Position identification records:
----

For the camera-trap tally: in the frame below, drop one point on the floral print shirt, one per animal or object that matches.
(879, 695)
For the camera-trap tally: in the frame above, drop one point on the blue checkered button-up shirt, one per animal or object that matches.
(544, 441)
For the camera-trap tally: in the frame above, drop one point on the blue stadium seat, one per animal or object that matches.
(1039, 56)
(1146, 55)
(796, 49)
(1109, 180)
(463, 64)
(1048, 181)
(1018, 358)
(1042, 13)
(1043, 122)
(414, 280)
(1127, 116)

----

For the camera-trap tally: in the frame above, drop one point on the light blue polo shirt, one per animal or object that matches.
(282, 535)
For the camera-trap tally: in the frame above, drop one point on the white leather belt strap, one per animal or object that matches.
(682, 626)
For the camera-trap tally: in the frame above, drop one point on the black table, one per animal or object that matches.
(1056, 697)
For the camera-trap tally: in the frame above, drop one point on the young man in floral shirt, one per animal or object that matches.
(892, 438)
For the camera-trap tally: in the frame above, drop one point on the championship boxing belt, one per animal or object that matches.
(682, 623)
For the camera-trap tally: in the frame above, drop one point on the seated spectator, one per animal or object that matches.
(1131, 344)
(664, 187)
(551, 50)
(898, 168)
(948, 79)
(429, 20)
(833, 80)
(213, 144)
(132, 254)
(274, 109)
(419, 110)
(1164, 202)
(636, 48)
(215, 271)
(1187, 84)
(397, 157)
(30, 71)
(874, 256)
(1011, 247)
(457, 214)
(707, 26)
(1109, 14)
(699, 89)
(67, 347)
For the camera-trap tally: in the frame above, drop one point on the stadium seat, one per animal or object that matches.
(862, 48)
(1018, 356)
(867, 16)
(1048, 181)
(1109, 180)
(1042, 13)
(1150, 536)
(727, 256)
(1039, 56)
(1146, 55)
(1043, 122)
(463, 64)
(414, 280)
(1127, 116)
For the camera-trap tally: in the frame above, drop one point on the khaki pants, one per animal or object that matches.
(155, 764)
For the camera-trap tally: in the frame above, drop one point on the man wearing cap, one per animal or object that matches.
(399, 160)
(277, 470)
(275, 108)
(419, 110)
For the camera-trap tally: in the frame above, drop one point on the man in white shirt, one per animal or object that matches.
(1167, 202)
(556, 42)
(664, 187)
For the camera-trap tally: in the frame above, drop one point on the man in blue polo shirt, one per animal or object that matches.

----

Short task: Please reproduce the lines from the one containing "on the young" up to and including the one containing "man in blue".

Task result:
For the camera-trap tally: in the frame above, drop one point on the young man in floral shirt, one per animal or object that matches.
(892, 438)
For the camera-trap tally: in the frame above, drop one point on the championship boxing belt, one per animal or object that matches.
(682, 623)
For the camera-trap tally: in the frame above, drop one point on the seated spectator, one per animal or object that matches.
(1131, 344)
(664, 187)
(551, 50)
(898, 168)
(948, 79)
(429, 20)
(833, 80)
(213, 144)
(132, 254)
(274, 109)
(419, 110)
(1164, 202)
(636, 48)
(215, 271)
(1187, 84)
(397, 157)
(30, 71)
(874, 256)
(1011, 247)
(457, 214)
(707, 26)
(1109, 14)
(699, 89)
(67, 347)
For the camera-trap tally: in the frame above, drop one point on the stadium seat, one per animal or object that matches.
(862, 48)
(1018, 356)
(867, 16)
(1048, 181)
(1109, 180)
(1042, 13)
(1150, 536)
(727, 256)
(1039, 56)
(1146, 55)
(1043, 122)
(463, 64)
(414, 280)
(1127, 116)
For the camera-trap tally: in the frame above, drop one point on the khaki pants, one per animal or object that matches.
(155, 764)
For the camera-trap tally: in the frame above, drop one point on the man wearing cap, one per animal or object that matches.
(399, 160)
(277, 470)
(275, 108)
(419, 110)
For the camera-trap tally: in the frame above, drop one point on the man in white shirt, one per animal or object that matches.
(1167, 202)
(556, 42)
(664, 187)
For the camera-trap tally: in the frame above, drop one point on the man in blue polo shirt, one per animal or object that matches.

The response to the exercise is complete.